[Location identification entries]

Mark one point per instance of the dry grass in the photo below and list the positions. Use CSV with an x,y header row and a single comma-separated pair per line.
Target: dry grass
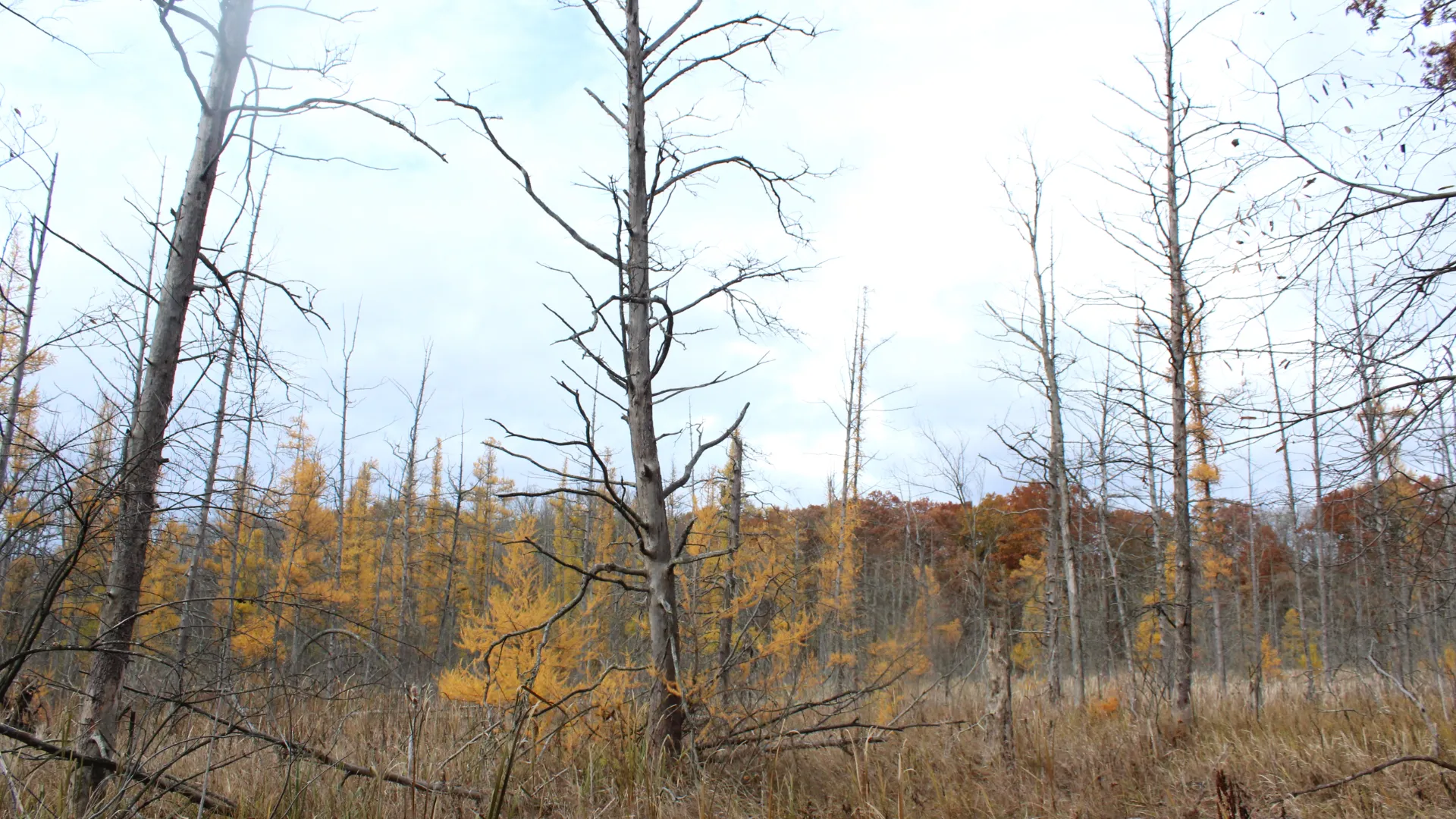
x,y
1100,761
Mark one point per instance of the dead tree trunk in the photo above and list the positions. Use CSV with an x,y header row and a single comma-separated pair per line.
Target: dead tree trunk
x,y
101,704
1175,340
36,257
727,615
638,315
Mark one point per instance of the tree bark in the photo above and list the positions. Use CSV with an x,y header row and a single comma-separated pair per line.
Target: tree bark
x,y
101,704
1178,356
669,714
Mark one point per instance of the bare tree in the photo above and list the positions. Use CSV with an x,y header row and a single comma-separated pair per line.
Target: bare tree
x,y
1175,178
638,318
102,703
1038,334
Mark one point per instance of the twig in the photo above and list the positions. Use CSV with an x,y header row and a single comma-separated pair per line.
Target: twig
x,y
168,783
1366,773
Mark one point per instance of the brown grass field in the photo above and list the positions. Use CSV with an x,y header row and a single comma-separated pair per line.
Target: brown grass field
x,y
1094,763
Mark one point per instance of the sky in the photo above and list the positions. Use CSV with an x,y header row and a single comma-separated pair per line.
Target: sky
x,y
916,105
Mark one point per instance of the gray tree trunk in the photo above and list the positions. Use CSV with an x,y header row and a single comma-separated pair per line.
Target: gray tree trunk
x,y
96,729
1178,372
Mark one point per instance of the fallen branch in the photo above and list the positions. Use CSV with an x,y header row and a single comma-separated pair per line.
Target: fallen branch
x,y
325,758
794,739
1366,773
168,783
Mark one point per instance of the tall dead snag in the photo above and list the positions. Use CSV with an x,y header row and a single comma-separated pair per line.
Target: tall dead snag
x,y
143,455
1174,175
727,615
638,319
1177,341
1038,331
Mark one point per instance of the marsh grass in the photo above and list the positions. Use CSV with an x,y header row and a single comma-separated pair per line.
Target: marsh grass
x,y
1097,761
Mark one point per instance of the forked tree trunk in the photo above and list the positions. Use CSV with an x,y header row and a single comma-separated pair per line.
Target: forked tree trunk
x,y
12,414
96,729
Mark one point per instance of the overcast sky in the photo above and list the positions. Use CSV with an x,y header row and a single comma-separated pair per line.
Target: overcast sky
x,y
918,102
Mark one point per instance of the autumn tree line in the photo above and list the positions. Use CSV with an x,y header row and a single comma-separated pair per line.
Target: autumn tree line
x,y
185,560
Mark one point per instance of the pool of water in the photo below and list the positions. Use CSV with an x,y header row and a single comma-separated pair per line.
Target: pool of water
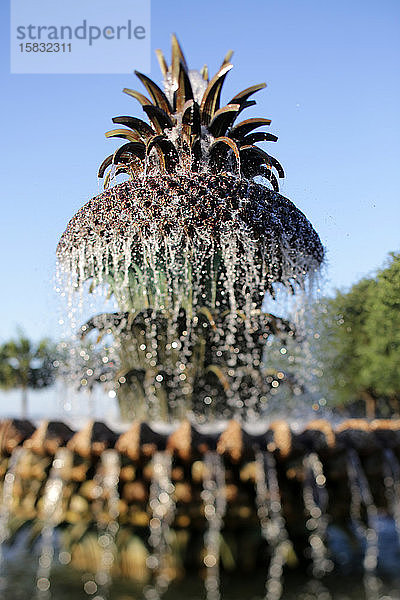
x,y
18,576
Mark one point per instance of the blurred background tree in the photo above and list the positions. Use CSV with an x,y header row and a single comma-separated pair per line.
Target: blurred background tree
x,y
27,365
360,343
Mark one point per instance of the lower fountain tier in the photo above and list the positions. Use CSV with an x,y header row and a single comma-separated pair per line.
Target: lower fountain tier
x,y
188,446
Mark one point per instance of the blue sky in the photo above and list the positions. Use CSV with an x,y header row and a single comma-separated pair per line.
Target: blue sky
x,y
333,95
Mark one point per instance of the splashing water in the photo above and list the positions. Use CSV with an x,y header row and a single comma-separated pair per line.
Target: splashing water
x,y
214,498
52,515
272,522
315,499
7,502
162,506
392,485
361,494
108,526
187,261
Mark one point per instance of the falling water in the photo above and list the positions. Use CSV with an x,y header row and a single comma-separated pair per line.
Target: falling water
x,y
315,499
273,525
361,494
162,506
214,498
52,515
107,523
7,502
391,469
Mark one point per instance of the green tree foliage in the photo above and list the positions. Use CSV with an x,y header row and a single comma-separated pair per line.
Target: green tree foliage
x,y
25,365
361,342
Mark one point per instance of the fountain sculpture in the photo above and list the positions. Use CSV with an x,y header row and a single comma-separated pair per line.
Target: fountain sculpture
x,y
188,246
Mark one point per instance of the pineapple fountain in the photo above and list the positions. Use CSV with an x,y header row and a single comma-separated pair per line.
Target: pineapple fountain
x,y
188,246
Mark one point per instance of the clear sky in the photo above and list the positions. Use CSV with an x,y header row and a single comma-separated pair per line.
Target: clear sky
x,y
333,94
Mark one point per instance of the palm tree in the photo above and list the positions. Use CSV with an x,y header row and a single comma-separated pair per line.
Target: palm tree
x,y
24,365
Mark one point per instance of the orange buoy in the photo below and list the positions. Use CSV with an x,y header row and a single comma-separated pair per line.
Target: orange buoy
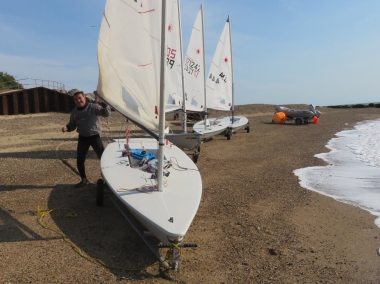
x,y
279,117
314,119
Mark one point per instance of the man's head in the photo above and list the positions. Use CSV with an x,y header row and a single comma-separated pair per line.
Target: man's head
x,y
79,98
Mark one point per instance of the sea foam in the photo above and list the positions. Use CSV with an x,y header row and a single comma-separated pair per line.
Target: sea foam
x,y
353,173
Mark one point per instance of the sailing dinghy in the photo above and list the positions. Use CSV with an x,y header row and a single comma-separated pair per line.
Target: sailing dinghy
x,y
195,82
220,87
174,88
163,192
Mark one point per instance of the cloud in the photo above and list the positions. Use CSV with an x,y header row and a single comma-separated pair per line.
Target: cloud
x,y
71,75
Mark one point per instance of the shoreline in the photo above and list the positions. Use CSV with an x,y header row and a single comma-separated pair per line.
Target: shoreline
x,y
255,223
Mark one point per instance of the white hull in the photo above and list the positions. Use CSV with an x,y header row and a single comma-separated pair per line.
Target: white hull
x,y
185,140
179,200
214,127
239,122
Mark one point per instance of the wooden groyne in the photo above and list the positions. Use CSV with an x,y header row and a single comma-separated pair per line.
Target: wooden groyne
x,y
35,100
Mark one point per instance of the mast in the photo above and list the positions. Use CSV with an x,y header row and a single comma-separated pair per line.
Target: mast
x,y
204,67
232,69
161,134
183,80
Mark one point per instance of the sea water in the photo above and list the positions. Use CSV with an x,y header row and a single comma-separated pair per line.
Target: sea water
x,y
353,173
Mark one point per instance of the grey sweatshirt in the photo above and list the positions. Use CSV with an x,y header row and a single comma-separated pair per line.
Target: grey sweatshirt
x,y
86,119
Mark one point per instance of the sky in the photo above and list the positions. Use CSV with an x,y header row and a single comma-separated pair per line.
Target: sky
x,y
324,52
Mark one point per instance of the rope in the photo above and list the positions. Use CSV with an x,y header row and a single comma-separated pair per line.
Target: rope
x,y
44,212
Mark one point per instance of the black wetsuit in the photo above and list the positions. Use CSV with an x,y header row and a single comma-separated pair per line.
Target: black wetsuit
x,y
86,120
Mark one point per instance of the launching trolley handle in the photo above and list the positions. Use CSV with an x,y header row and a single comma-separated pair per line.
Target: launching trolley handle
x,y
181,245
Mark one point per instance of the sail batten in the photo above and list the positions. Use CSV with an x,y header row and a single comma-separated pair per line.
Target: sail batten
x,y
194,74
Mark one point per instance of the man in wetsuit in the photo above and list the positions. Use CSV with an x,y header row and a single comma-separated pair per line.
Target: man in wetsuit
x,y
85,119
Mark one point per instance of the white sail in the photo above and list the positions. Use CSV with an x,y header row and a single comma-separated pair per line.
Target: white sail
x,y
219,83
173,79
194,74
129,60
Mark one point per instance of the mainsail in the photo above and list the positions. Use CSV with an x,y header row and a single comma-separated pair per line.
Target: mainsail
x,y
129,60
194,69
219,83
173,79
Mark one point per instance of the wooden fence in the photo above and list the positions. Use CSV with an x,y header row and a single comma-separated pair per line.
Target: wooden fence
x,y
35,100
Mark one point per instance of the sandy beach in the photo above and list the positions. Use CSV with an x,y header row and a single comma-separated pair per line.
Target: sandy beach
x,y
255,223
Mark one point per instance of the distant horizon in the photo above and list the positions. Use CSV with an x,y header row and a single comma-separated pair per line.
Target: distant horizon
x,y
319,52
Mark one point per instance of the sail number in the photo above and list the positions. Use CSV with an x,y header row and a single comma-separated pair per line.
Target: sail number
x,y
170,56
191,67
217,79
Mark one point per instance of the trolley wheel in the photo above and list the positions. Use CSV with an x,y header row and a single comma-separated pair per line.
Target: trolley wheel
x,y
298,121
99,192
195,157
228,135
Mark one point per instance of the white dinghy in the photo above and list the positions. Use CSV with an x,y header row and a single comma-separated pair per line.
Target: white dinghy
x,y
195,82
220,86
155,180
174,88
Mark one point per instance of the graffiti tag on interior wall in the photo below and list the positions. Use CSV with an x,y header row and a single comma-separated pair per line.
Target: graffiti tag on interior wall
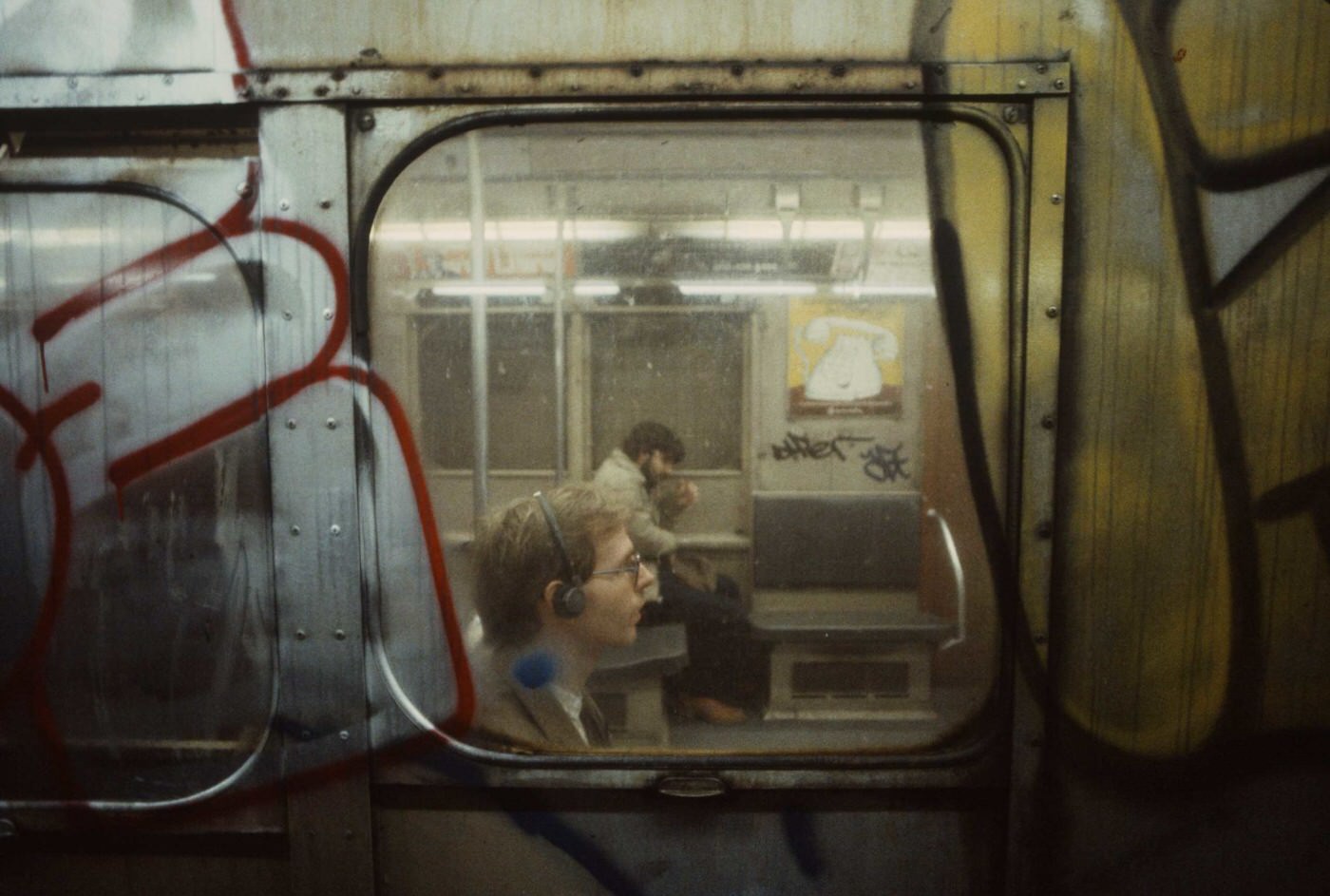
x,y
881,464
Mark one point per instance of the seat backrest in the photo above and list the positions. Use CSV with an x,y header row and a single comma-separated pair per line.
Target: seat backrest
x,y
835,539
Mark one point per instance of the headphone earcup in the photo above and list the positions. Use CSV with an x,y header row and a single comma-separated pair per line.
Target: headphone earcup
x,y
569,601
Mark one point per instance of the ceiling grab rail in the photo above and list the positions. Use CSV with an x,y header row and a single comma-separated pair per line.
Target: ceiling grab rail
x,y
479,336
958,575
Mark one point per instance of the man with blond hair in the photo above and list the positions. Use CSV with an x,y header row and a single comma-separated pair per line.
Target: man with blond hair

**EXERCISE OBJECTIVE:** Copy the items above verbatim from the line with "Mark one point per instance of the distant" through the end of the items, and leave the pictures out of your copy.

**RESPONSE BELOW:**
Mark one point per instance of the distant horizon in the photo above and list the positions. Use CSV with an x,y header row and a single comma-separated pair per line.
Target: distant horizon
x,y
319,52
Mark one point per instance of the sail number in the photo above and list the positions. Use CSV with an x,y header row and a single comma-separated pair per line.
Target: sail number
x,y
170,56
191,67
217,79
Mark one point per instance of the trolley wheel in the photo above and list the positions. Use CSV with an x,y header row and a single comma-separated pair per line.
Target: trolley wheel
x,y
298,121
99,192
195,157
228,135
Mark one point per instance of the white dinghy in the photo above and list the positions. Use CSV with an x,y header row and a single comma-separated pair per line.
Target: white dinghy
x,y
195,82
220,86
155,180
174,88
Mark one point per instance of the graffiti tag on interior wall in the photo below and list the positions. Use CSV with an x,y header row and a single comma-separated pair per line.
Target: graffiti tag on interior wall
x,y
881,464
Mark one point per instance of the seat backrest in the photo above and list the positions. Use CSV with an x,y header row and a single comma-separated pair per line.
Target: seat backrest
x,y
835,539
Mark one point per instance of the headphone earcup in the photo above and list the positions. Use CSV with an x,y header row and a single comma-separated pair per line.
Target: headphone earcup
x,y
569,601
Mark one point per instance of the ceiling grab rail in the photo above and list the positions. Use CSV with an x,y header row and a single comma-separated pair per line.
Target: ceiling grab rail
x,y
479,336
958,575
Mark one point per instance of the man with blond hair in the photo above and list the positions. Use CSV with an x,y header row and a single comma-separated pair per line.
Target: man with blond hair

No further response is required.